#### Raw data
* BEGIN *

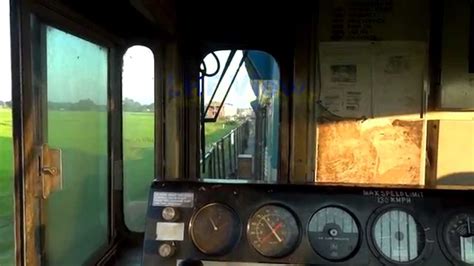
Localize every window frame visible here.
[192,47,293,184]
[10,0,122,265]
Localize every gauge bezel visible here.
[366,204,429,265]
[306,204,363,262]
[188,202,242,256]
[437,207,474,266]
[246,202,303,259]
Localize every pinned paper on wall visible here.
[319,41,426,118]
[320,43,371,117]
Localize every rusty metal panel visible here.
[316,118,425,185]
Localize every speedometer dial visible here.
[372,209,425,263]
[190,203,241,255]
[308,207,359,261]
[443,213,474,265]
[247,205,300,257]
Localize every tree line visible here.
[0,98,155,112]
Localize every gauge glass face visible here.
[308,207,359,261]
[372,209,425,263]
[190,203,242,255]
[247,205,300,257]
[443,213,474,264]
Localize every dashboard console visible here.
[143,181,474,265]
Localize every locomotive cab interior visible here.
[0,0,474,266]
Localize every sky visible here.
[122,46,155,104]
[0,0,12,101]
[0,1,255,108]
[204,51,256,108]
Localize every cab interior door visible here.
[31,19,110,265]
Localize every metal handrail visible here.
[200,120,249,178]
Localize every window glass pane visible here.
[201,50,280,182]
[122,46,155,232]
[0,1,15,265]
[43,27,108,265]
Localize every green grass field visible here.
[0,109,238,266]
[0,108,14,266]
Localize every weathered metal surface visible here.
[316,118,424,185]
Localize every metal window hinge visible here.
[39,144,63,199]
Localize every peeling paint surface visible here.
[316,118,424,185]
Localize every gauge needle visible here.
[263,219,283,243]
[209,217,219,231]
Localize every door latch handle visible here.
[40,144,63,199]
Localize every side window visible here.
[0,1,15,265]
[201,50,280,182]
[39,24,109,265]
[122,46,155,232]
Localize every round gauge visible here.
[247,205,300,257]
[372,209,425,263]
[308,207,360,261]
[190,203,242,255]
[443,213,474,265]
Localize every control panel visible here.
[143,181,474,265]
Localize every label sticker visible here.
[152,192,194,208]
[156,222,184,241]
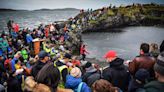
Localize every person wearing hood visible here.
[128,43,155,81]
[31,51,49,78]
[54,53,71,88]
[65,67,91,92]
[102,50,130,91]
[142,52,164,92]
[82,62,101,87]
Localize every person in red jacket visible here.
[80,45,89,61]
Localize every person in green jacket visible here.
[21,48,28,60]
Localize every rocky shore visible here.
[75,3,164,32]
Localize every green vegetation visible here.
[89,20,98,25]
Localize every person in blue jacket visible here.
[65,67,91,92]
[11,51,21,72]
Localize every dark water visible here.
[0,10,79,32]
[83,27,164,60]
[0,11,164,59]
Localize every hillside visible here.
[75,3,164,31]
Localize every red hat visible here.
[103,50,117,58]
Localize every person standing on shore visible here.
[80,44,89,61]
[102,50,130,92]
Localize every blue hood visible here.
[65,75,82,89]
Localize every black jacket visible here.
[56,61,68,83]
[82,67,101,87]
[7,77,23,92]
[31,61,46,78]
[102,58,130,91]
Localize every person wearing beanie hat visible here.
[70,67,81,78]
[102,50,130,91]
[144,52,164,92]
[128,69,150,92]
[128,43,155,80]
[82,62,101,87]
[65,67,91,92]
[31,51,49,78]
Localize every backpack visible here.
[74,82,84,92]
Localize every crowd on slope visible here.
[0,18,164,92]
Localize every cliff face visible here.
[75,4,164,32]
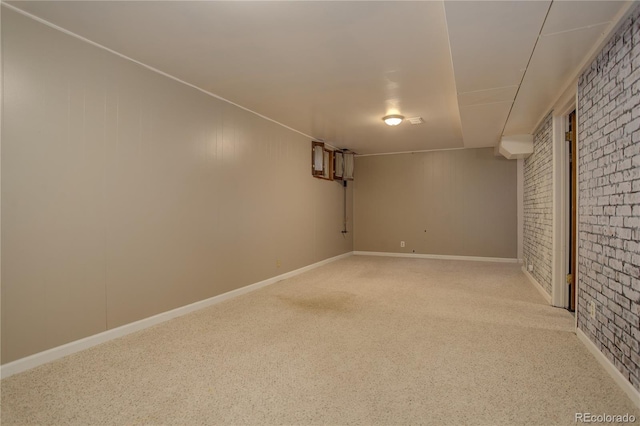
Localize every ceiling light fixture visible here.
[382,114,404,126]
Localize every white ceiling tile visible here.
[445,1,550,93]
[505,24,609,135]
[458,86,518,107]
[542,0,628,35]
[460,102,511,148]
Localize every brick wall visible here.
[578,6,640,390]
[523,114,553,294]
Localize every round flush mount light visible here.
[382,114,404,126]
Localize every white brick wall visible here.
[523,114,553,294]
[578,6,640,390]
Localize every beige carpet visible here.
[1,256,640,425]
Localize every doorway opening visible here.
[565,110,578,312]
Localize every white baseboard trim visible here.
[522,266,551,305]
[576,328,640,409]
[353,251,519,263]
[0,252,353,379]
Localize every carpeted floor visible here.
[1,256,640,425]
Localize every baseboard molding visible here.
[0,252,353,379]
[353,251,519,263]
[576,329,640,409]
[522,266,551,305]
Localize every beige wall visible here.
[354,148,518,259]
[1,10,353,363]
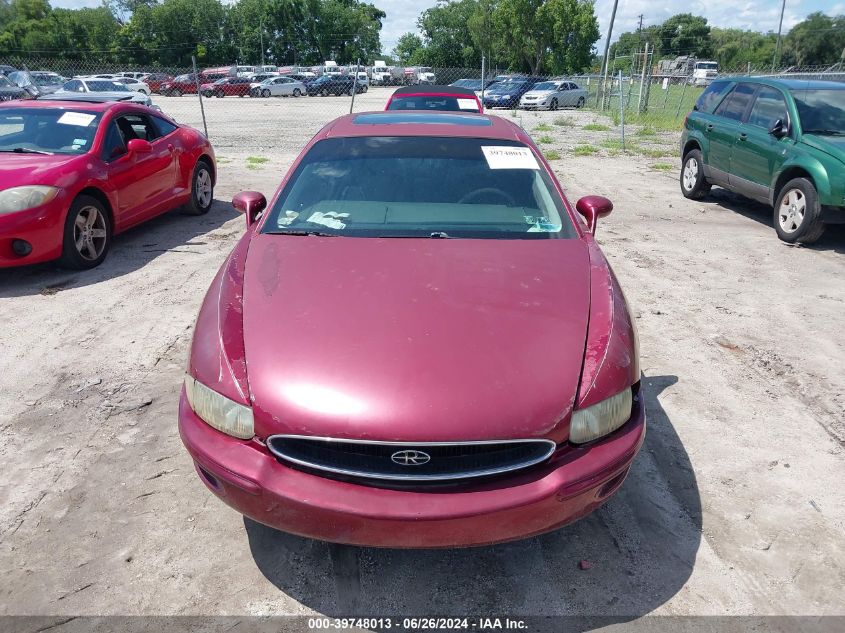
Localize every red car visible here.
[179,112,645,547]
[384,85,484,113]
[0,95,216,269]
[200,77,252,99]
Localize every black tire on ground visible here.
[772,178,825,244]
[679,149,711,200]
[59,195,112,270]
[184,158,214,215]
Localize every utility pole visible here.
[772,0,786,75]
[596,0,620,105]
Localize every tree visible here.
[393,33,423,66]
[782,12,845,66]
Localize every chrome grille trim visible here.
[266,434,557,482]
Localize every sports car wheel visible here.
[61,196,112,270]
[185,159,214,215]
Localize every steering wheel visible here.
[458,187,516,207]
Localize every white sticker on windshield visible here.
[56,112,97,127]
[481,146,540,169]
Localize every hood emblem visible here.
[390,450,431,466]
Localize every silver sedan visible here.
[249,77,305,97]
[519,80,587,110]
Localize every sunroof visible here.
[352,112,492,127]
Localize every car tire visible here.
[680,149,710,200]
[184,158,214,215]
[773,178,825,244]
[59,195,112,270]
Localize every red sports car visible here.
[179,112,645,547]
[384,85,484,113]
[0,96,216,269]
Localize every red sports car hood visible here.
[243,235,590,441]
[0,152,82,190]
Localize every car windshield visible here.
[792,88,845,135]
[85,79,129,92]
[487,81,525,94]
[387,95,478,112]
[262,136,574,239]
[0,108,101,154]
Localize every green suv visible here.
[681,77,845,244]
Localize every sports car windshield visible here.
[0,108,101,154]
[792,89,845,135]
[262,136,575,239]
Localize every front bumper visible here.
[179,390,645,547]
[0,192,70,268]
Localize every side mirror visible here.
[126,138,153,154]
[769,119,789,138]
[232,191,267,226]
[575,196,613,235]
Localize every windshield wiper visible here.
[267,229,337,237]
[0,147,53,156]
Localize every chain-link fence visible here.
[0,57,845,158]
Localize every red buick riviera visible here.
[0,95,215,269]
[179,112,645,547]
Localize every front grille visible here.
[267,435,555,482]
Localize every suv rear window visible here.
[693,81,733,114]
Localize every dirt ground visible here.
[0,92,845,617]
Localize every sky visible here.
[50,0,845,53]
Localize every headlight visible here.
[0,185,59,213]
[569,387,633,444]
[185,376,255,440]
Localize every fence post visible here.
[191,55,208,138]
[349,57,361,114]
[619,70,625,152]
[675,81,687,119]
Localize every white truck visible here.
[692,60,719,86]
[370,59,393,86]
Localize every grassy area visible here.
[572,145,599,156]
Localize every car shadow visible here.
[703,187,845,253]
[244,376,702,630]
[0,200,238,298]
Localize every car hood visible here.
[0,152,87,191]
[243,235,589,441]
[522,90,554,97]
[801,134,845,163]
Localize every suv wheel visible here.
[774,178,825,244]
[681,149,710,200]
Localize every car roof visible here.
[393,85,481,97]
[725,77,845,90]
[318,110,530,142]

* END *

Reproduce all the entries with "Localize" swapped for "Locate" and everything else unchanged. Leave the pictures out.

#### Task solution
Locate every window frame visible here.
[192,47,293,184]
[10,0,122,265]
Locate every gauge bezel visible here.
[366,204,429,265]
[306,204,363,262]
[188,202,242,256]
[437,207,474,266]
[246,202,303,259]
Locate every pinned paper on wall visible here.
[319,41,426,118]
[320,43,371,117]
Locate every rusty metal panel visible here.
[316,118,425,185]
Locate every speedometer dial visible here.
[372,209,425,263]
[190,203,241,255]
[308,207,359,261]
[443,213,474,265]
[247,205,300,257]
Locate every tree line visible here.
[0,98,155,112]
Locate every gauge glass face visible here.
[308,207,359,261]
[372,209,425,263]
[190,203,242,255]
[247,205,300,257]
[443,213,474,264]
Locate every dashboard console visible here.
[143,181,474,265]
Locate every locomotive cab interior visible here.
[0,0,474,266]
Locate every sky visible here.
[122,46,155,104]
[0,0,12,101]
[0,1,255,108]
[204,51,256,108]
Locate every cab interior door visible here.
[31,19,110,265]
Locate every metal handrail visible here.
[200,120,249,178]
Locate every window glass pane visible here.
[201,50,280,182]
[122,46,155,232]
[0,1,15,265]
[43,27,108,265]
Locate every green grass field visible here.
[0,109,238,266]
[0,108,14,266]
Locate every weathered metal surface visible here.
[316,118,424,185]
Locate every metal window hinge visible here.
[39,144,63,199]
Locate every peeling paint surface visible here.
[316,118,424,185]
Locate every gauge needle visible here.
[263,219,283,243]
[209,217,219,231]
Locate every door latch handle visible here.
[40,144,63,199]
Locate every side window visible here.
[0,1,15,265]
[201,50,280,182]
[39,24,109,265]
[122,46,155,232]
Locate every round gauge visible here.
[247,205,300,257]
[372,209,425,263]
[308,207,360,261]
[190,203,242,255]
[443,213,474,265]
Locate every control panel visible here.
[143,181,474,265]
Locate every label sticker visible here.
[152,192,194,208]
[156,222,184,241]
Locate every person wearing hood visible here.
[128,43,155,81]
[31,51,49,78]
[54,53,71,88]
[65,67,91,92]
[102,50,130,91]
[142,52,164,92]
[82,62,101,87]
Locate every person in red jacket visible here.
[80,45,89,61]
Locate every person in green jacket visible here.
[21,48,28,60]
Locate every rocky shore visible here.
[75,3,164,32]
Locate every green vegetation visible here.
[89,20,98,25]
Locate every person in blue jacket visible here.
[65,67,91,92]
[11,51,21,72]
Locate every dark water visible here.
[0,10,79,32]
[83,27,164,60]
[0,11,164,59]
Locate every hillside visible here.
[75,3,164,31]
Locate every red hat visible here.
[103,50,117,58]
Locate every person standing on shore visible here.
[80,44,89,61]
[102,50,130,92]
Locate every blue hood visible here.
[65,75,82,89]
Locate every black jacket visible here.
[56,61,68,83]
[82,67,101,87]
[7,77,23,92]
[31,61,46,78]
[102,58,130,91]
Locate every person wearing beanie hat visible here.
[70,67,81,78]
[102,50,130,91]
[144,52,164,92]
[128,69,150,92]
[128,43,155,80]
[82,62,101,87]
[65,67,91,92]
[31,51,49,78]
Locate every backpack visible here.
[74,82,84,92]
Locate every crowd on slope visible here.
[0,18,164,92]
Locate every cliff face visible here.
[75,4,164,32]
Locate every ceiling light fixture visible here.
[382,114,404,126]
Locate every white ceiling tile visible here.
[445,1,550,93]
[505,24,609,135]
[458,86,518,107]
[542,0,628,35]
[460,102,511,148]
Locate every brick wall visible here.
[578,6,640,390]
[523,114,553,294]
Locate every round flush mount light visible here.
[382,114,404,126]
Locate every white brick wall visible here.
[523,114,553,294]
[578,6,640,390]
Locate every beige carpet visible here.
[1,256,640,425]
Locate every doorway opening visible here.
[565,110,578,312]
Locate every white baseboard trim visible here.
[522,266,551,305]
[576,328,640,409]
[353,251,519,263]
[0,252,353,379]
Locate every carpeted floor visible here.
[1,256,640,425]
Locate every baseboard molding visible here.
[0,252,353,379]
[353,251,519,263]
[576,329,640,409]
[522,266,551,305]
Locate every beige wall visible here.
[354,148,518,259]
[1,10,353,363]
Locate every red car visible here.
[179,112,645,547]
[384,85,484,113]
[0,95,216,269]
[200,77,252,99]
Locate every black tire on ground visible here.
[772,178,825,244]
[679,149,711,200]
[59,195,112,270]
[184,158,214,215]
Locate every utility pole visible here.
[772,0,786,75]
[596,0,620,105]
Locate every tree visible here.
[393,33,423,66]
[782,12,845,66]
Locate every chrome grille trim visible here.
[266,434,557,482]
Locate every sports car wheel visible here.
[61,196,112,270]
[185,159,214,215]
Locate every steering wheel visible here.
[458,187,516,207]
Locate every white sticker on windshield visible here.
[56,112,97,127]
[481,146,540,169]
Locate every hood emblem visible here.
[390,450,431,466]
Locate every silver sedan visible here.
[249,77,305,97]
[519,80,587,110]
Locate every sunroof visible here.
[352,112,492,127]
Locate every car tire visible here.
[680,149,710,200]
[184,158,214,215]
[773,178,825,244]
[59,195,112,270]
Locate every red sports car visible here.
[179,112,645,547]
[384,85,484,113]
[0,96,216,269]
Locate every red sports car hood visible here.
[243,235,590,441]
[0,152,82,190]
Locate every car windshield visible here.
[792,88,845,135]
[85,79,129,92]
[487,81,525,94]
[387,95,478,112]
[262,136,574,239]
[0,108,101,154]
Locate every green suv visible here.
[681,77,845,244]
Locate every sports car windshield visible here.
[0,108,101,154]
[792,89,845,135]
[262,136,575,239]
Locate every front bumper visible here.
[179,390,645,547]
[0,192,70,268]
Locate every side mirror visible here.
[126,138,153,154]
[769,119,789,138]
[232,191,267,226]
[575,196,613,235]
Locate every windshield wiper visible here.
[267,229,337,237]
[0,147,53,156]
Locate every chain-link fence visible here.
[0,57,845,158]
Locate every red buick riviera visible here.
[0,95,215,269]
[179,112,645,547]
Locate every front grille visible here.
[267,435,555,482]
Locate every suv rear window visible here.
[693,81,733,114]
Locate every dirt ground visible here.
[0,92,845,617]
Locate every sky visible here.
[50,0,845,53]
Locate every headlight visible here.
[0,185,59,213]
[569,387,633,444]
[185,376,255,440]
Locate every fence post visible here.
[191,55,208,138]
[349,57,361,114]
[619,70,625,152]
[675,81,687,119]
Locate every white truck visible here.
[692,60,719,86]
[370,59,393,86]
Locate every grassy area visible here.
[572,145,599,156]
Locate every car shadow visible here.
[703,187,845,253]
[244,376,702,630]
[0,200,238,298]
Locate every car hood visible here.
[0,152,87,191]
[243,235,589,441]
[522,90,554,97]
[801,134,845,163]
Locate every suv wheel visible here.
[774,178,825,244]
[681,149,710,200]
Locate every car roof visible here.
[393,85,481,97]
[725,77,845,90]
[318,110,530,142]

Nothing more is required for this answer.